__INPUT DATA__:

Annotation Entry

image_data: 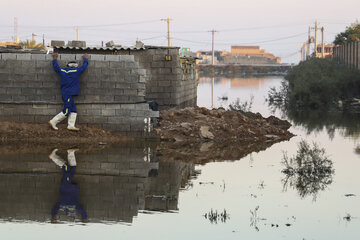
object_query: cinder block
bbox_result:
[115,109,132,117]
[115,83,131,89]
[120,55,135,62]
[58,54,76,61]
[21,88,36,95]
[110,61,125,68]
[16,53,31,61]
[1,53,16,60]
[105,104,121,109]
[124,61,139,68]
[0,73,10,82]
[157,81,171,87]
[114,96,130,103]
[139,76,147,83]
[127,83,145,90]
[89,54,105,61]
[105,55,120,61]
[45,54,54,61]
[101,109,115,116]
[21,60,36,68]
[6,88,21,95]
[31,54,46,61]
[35,60,54,68]
[94,61,110,68]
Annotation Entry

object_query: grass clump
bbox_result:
[268,58,360,109]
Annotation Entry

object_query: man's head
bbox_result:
[67,61,79,68]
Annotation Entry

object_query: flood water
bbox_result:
[0,77,360,240]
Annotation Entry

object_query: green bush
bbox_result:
[285,58,360,109]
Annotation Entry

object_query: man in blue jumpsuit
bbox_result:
[49,53,88,131]
[49,149,87,223]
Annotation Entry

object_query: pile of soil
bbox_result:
[155,108,294,143]
[0,121,128,147]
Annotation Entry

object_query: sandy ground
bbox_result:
[0,108,293,156]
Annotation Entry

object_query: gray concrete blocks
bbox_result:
[89,54,105,61]
[120,55,135,62]
[1,53,16,60]
[16,53,31,60]
[0,48,196,132]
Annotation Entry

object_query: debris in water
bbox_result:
[199,182,214,184]
[345,193,356,197]
[250,206,260,232]
[204,209,230,224]
[282,140,334,200]
[344,213,352,222]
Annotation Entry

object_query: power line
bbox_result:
[1,19,159,28]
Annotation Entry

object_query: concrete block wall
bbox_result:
[0,53,158,132]
[55,46,198,109]
[129,47,197,109]
[0,145,194,222]
[0,142,158,177]
[333,42,360,70]
[145,161,195,211]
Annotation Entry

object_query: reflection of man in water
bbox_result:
[49,149,87,223]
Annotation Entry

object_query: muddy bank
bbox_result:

__GIVEN INSTRUCTION__: Locate every line in the records that contains the word "water", and copy each such line in full.

__WRITTEN RESPONSE__:
object_query: flood water
object_query: debris in water
object_query: reflection of man in water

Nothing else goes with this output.